PROVIDED TEXT:
------------------------------
How to use GraphML in the ArangoDB Platform web interface
Learn how to create, configure, and run a full machine learning workflow for GraphML in four steps using the features in the ArangoDB web interface
ArangoDB Platform
The GraphML workflow in the web interface
The entire process is organized into sequential steps within a Project, giving you a clear path from data to prediction:
- Featurization: Select your data and convert it into numerical representations.
- Training: Train a GraphSAGE model on the features and graph structure.
- Model Selection: Evaluate the trained models and choose the best one.
- Prediction: Use the selected model to generate predictions on your data. You can also automate the prediction process to run at regular intervals.
Create a GraphML project
To create a new GraphML project using the ArangoDB Platform web interface, follow these steps:
- From the left-hand sidebar, select the database where you want to create the project.
------------------------------
ENTRIES SHOWN:
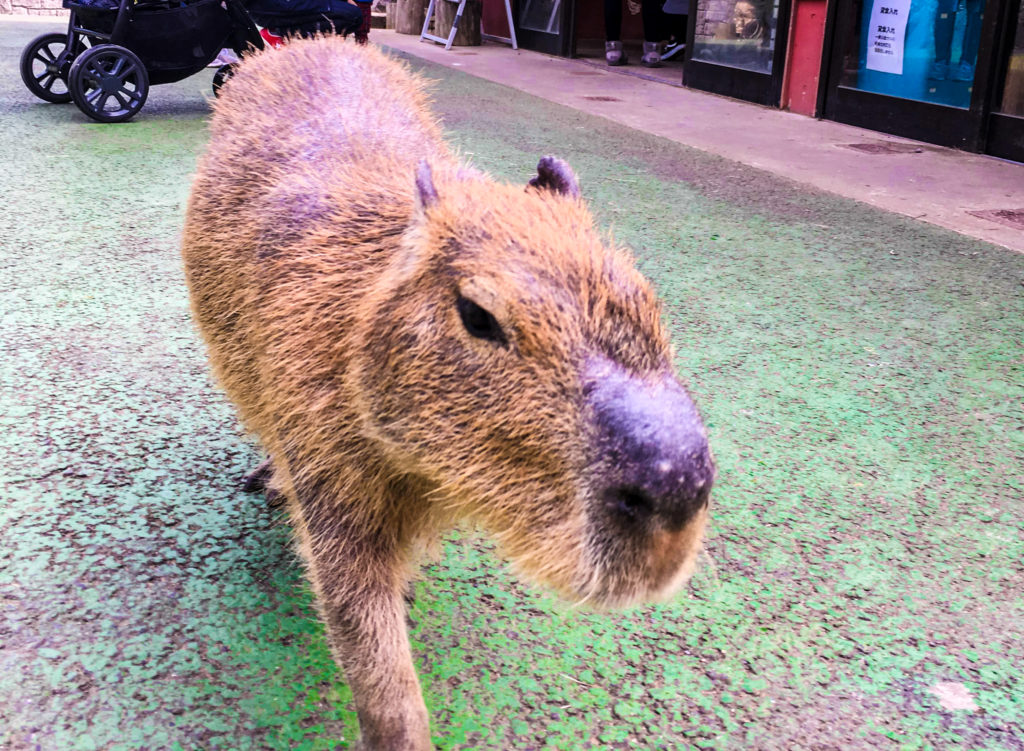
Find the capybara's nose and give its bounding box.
[587,362,715,530]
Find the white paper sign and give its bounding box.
[865,0,910,76]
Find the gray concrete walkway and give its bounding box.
[371,30,1024,251]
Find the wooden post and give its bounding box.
[394,0,427,36]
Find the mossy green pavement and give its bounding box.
[0,23,1024,751]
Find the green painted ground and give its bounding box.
[0,22,1024,751]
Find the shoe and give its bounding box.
[928,60,949,81]
[949,62,974,81]
[662,41,686,60]
[640,42,662,68]
[640,42,662,68]
[207,47,239,68]
[604,42,629,66]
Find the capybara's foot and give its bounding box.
[242,458,273,493]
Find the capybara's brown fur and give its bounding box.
[184,38,714,749]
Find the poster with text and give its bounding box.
[865,0,910,76]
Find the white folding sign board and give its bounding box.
[865,0,910,76]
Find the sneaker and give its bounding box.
[640,42,662,68]
[949,62,974,81]
[207,47,239,68]
[928,60,949,81]
[604,42,629,66]
[662,40,686,60]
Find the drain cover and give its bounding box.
[842,140,925,154]
[968,209,1024,230]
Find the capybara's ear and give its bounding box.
[529,157,580,198]
[416,159,437,209]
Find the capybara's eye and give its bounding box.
[456,297,508,344]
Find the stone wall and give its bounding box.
[0,0,68,15]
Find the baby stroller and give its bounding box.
[22,0,362,123]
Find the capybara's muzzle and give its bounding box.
[585,361,715,532]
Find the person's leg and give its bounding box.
[935,0,956,62]
[355,0,373,44]
[961,0,985,65]
[640,0,662,68]
[604,0,623,42]
[928,0,957,81]
[640,0,662,42]
[604,0,627,66]
[949,0,985,81]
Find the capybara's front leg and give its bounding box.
[324,591,432,751]
[302,510,432,751]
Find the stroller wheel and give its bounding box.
[213,62,238,96]
[68,44,150,123]
[22,33,81,105]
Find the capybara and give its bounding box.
[184,38,714,749]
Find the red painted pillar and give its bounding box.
[782,0,826,117]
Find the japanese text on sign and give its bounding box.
[865,0,910,76]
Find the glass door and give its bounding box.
[825,0,1000,151]
[985,0,1024,162]
[683,0,791,107]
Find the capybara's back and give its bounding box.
[184,38,714,749]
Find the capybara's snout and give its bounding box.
[580,358,715,607]
[586,363,715,533]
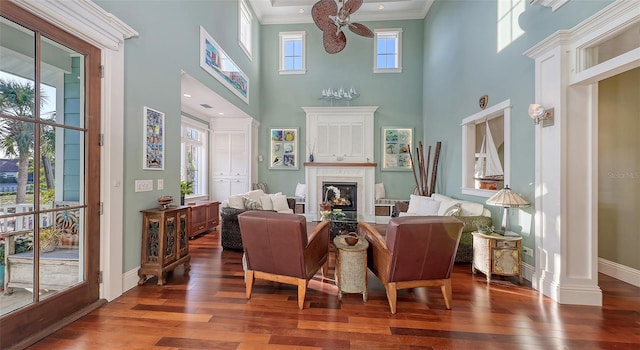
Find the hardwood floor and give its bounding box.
[31,231,640,350]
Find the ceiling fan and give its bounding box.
[311,0,373,53]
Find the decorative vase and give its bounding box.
[320,202,331,211]
[320,202,331,221]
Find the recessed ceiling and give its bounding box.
[180,72,249,119]
[181,0,434,118]
[249,0,433,24]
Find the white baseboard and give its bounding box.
[522,263,536,281]
[598,258,640,287]
[122,266,140,293]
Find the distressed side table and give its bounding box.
[471,231,522,284]
[333,235,369,301]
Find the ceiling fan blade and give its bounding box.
[322,23,347,53]
[311,0,338,31]
[349,23,373,38]
[342,0,363,14]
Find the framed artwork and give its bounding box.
[269,128,300,170]
[200,26,249,104]
[381,127,413,171]
[142,106,164,170]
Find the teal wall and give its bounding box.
[96,0,260,272]
[423,0,611,264]
[96,0,611,271]
[259,20,423,198]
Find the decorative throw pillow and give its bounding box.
[440,203,462,216]
[260,194,273,210]
[270,194,290,212]
[376,182,386,200]
[242,196,262,210]
[251,182,269,193]
[460,201,484,216]
[228,195,244,209]
[407,194,440,215]
[438,200,460,216]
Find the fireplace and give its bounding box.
[322,181,358,211]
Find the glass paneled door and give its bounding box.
[0,3,100,348]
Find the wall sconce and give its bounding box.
[529,103,553,127]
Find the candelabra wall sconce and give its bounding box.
[529,103,554,127]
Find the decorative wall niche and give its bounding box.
[462,100,511,197]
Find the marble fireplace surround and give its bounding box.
[304,162,377,223]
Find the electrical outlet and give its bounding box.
[136,180,153,192]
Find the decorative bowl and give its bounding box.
[344,235,359,245]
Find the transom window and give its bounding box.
[280,32,307,74]
[180,117,208,198]
[373,29,402,73]
[238,0,253,59]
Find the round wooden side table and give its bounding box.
[333,235,369,302]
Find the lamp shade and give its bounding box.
[487,186,529,208]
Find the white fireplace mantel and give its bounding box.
[302,106,378,222]
[304,162,377,222]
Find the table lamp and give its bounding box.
[487,185,529,236]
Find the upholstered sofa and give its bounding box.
[220,190,296,251]
[394,194,493,263]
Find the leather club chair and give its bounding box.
[238,210,329,310]
[358,216,463,314]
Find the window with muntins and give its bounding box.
[280,32,307,74]
[238,0,253,59]
[373,29,402,73]
[180,117,208,198]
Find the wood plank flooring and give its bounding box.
[31,231,640,350]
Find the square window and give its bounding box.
[373,29,402,73]
[280,32,306,74]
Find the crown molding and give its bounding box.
[11,0,138,50]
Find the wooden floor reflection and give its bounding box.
[27,231,640,350]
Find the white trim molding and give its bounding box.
[524,0,640,306]
[12,0,138,301]
[598,258,640,287]
[12,0,138,50]
[529,0,569,12]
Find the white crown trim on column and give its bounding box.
[12,0,138,50]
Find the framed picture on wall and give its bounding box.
[381,127,413,171]
[142,106,164,170]
[269,128,300,170]
[200,27,249,103]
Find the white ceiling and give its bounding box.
[182,0,434,118]
[249,0,433,24]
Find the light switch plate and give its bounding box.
[136,180,153,192]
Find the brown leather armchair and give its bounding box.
[238,210,329,310]
[358,216,463,314]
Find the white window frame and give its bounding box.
[373,28,402,73]
[180,116,209,199]
[461,99,511,198]
[238,0,253,60]
[279,31,307,75]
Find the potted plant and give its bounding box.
[180,180,193,205]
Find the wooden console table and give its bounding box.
[138,206,191,286]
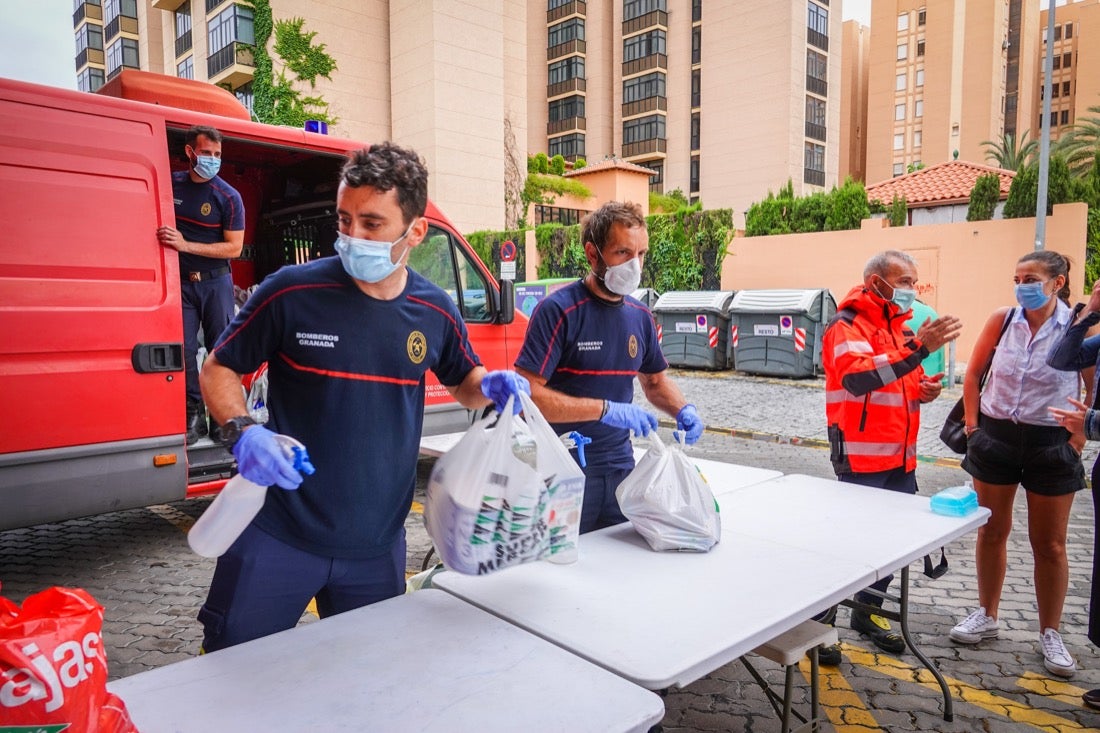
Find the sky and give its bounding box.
[0,0,1065,89]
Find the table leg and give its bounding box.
[899,566,955,723]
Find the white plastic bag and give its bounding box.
[424,400,563,576]
[615,433,722,553]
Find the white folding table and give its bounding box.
[108,590,664,733]
[432,468,989,720]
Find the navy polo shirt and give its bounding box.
[213,258,481,558]
[172,171,244,272]
[516,281,669,473]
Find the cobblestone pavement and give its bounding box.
[0,371,1100,733]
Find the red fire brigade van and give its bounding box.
[0,70,527,529]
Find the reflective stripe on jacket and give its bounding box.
[822,286,928,473]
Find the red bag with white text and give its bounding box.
[0,588,138,733]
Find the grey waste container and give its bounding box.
[630,287,658,310]
[652,291,734,369]
[728,288,836,376]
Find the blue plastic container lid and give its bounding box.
[932,486,978,516]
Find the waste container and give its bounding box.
[729,288,836,376]
[630,287,659,310]
[652,291,734,369]
[516,277,579,318]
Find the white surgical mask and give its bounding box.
[596,250,641,295]
[334,221,416,283]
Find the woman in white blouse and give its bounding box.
[950,250,1092,677]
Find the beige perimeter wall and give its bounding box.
[722,204,1088,362]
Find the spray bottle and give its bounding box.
[187,435,315,557]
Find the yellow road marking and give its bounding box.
[840,644,1092,733]
[145,504,195,534]
[1016,672,1086,708]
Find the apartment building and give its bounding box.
[866,0,1040,182]
[527,0,840,220]
[1030,0,1100,140]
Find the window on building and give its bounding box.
[806,48,828,97]
[107,39,141,77]
[207,6,256,54]
[623,31,666,62]
[547,132,584,157]
[547,56,584,84]
[802,142,825,186]
[176,56,195,79]
[623,114,664,145]
[547,18,584,48]
[76,23,103,53]
[550,95,584,122]
[806,2,828,51]
[76,66,103,91]
[623,72,664,105]
[623,0,668,21]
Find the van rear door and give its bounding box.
[0,79,186,529]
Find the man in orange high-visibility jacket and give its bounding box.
[822,251,961,663]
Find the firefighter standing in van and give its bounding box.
[156,125,244,444]
[199,143,529,652]
[820,250,961,665]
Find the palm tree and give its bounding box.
[1052,107,1100,178]
[981,130,1038,171]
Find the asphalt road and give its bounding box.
[0,372,1100,733]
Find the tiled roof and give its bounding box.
[867,161,1016,209]
[565,157,653,177]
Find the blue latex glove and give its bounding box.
[600,401,657,436]
[482,370,531,415]
[233,425,301,489]
[677,404,705,446]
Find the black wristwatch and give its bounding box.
[221,415,259,449]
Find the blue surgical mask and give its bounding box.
[1016,283,1051,310]
[336,222,415,283]
[195,155,221,180]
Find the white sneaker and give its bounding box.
[950,608,1001,644]
[1040,628,1077,677]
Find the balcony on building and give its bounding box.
[207,41,256,89]
[623,138,668,160]
[547,77,587,100]
[547,39,584,62]
[547,0,587,25]
[623,54,669,76]
[623,97,669,119]
[547,117,585,135]
[73,2,103,28]
[623,10,669,35]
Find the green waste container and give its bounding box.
[729,288,836,378]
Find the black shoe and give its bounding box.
[817,644,840,667]
[186,401,210,445]
[851,610,905,654]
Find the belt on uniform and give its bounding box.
[184,266,229,283]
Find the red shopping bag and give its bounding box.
[0,588,138,733]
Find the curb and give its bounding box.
[658,419,963,468]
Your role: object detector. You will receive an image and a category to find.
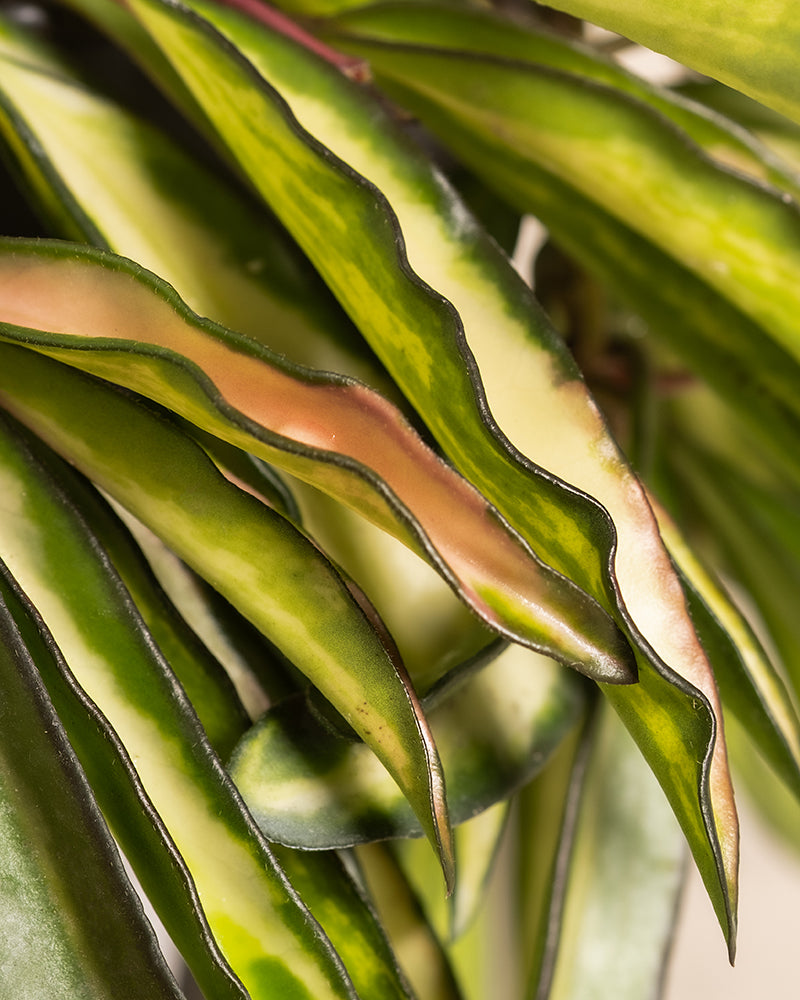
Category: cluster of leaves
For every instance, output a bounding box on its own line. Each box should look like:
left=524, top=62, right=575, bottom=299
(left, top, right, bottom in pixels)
left=0, top=0, right=800, bottom=1000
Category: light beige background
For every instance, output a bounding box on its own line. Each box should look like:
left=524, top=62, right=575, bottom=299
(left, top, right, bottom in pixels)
left=663, top=801, right=800, bottom=1000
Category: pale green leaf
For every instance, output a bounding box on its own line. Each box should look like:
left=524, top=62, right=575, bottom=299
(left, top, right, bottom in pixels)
left=528, top=0, right=800, bottom=121
left=0, top=565, right=182, bottom=1000
left=0, top=406, right=362, bottom=1000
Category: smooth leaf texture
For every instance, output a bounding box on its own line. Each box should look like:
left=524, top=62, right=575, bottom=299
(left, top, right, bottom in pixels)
left=0, top=344, right=452, bottom=880
left=314, top=3, right=800, bottom=492
left=0, top=565, right=182, bottom=1000
left=0, top=241, right=633, bottom=683
left=0, top=11, right=391, bottom=391
left=0, top=406, right=362, bottom=1000
left=525, top=706, right=685, bottom=1000
left=536, top=0, right=800, bottom=127
left=322, top=0, right=799, bottom=190
left=656, top=498, right=800, bottom=799
left=230, top=646, right=584, bottom=848
left=351, top=844, right=462, bottom=1000
left=273, top=844, right=416, bottom=1000
left=320, top=8, right=800, bottom=454
left=122, top=0, right=738, bottom=942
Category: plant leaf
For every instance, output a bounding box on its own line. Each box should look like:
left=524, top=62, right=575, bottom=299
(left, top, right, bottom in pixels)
left=352, top=844, right=462, bottom=1000
left=273, top=844, right=416, bottom=1000
left=654, top=504, right=800, bottom=798
left=0, top=344, right=451, bottom=879
left=0, top=565, right=182, bottom=1000
left=524, top=0, right=800, bottom=121
left=230, top=646, right=584, bottom=849
left=0, top=10, right=392, bottom=392
left=523, top=706, right=685, bottom=1000
left=0, top=241, right=632, bottom=683
left=125, top=0, right=738, bottom=947
left=0, top=406, right=362, bottom=1000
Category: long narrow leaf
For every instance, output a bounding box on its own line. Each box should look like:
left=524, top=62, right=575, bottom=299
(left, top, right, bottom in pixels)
left=0, top=344, right=451, bottom=878
left=0, top=406, right=362, bottom=998
left=0, top=241, right=632, bottom=683
left=0, top=565, right=182, bottom=1000
left=231, top=646, right=584, bottom=848
left=528, top=0, right=800, bottom=127
left=0, top=18, right=389, bottom=390
left=115, top=0, right=738, bottom=941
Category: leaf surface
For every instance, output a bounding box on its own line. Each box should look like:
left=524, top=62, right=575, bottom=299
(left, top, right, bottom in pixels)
left=120, top=0, right=738, bottom=941
left=0, top=408, right=362, bottom=1000
left=528, top=0, right=800, bottom=121
left=0, top=241, right=632, bottom=683
left=0, top=565, right=182, bottom=1000
left=230, top=646, right=584, bottom=849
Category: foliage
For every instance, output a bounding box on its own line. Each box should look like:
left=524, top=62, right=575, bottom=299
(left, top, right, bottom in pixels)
left=0, top=0, right=800, bottom=1000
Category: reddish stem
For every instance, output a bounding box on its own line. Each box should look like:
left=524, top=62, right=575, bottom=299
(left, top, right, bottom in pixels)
left=206, top=0, right=370, bottom=83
------------------------------
EXERCISE INSTRUCTIONS:
Reproduce word for word the passage of the GraphML guide that begins with the words containing "How to use GraphML" and ends with "and graph structure.".

THE RESPONSE:
How to use GraphML in the ArangoDB Platform web interface
Learn how to create, configure, and run a full machine learning workflow for GraphML in four steps using the features in the ArangoDB web interface
ArangoDB Platform
The GraphML workflow in the web interface
The entire process is organized into sequential steps within a Project, giving you a clear path from data to prediction:
- Featurization: Select your data and convert it into numerical representations.
- Training: Train a GraphSAGE model on the features and graph structure.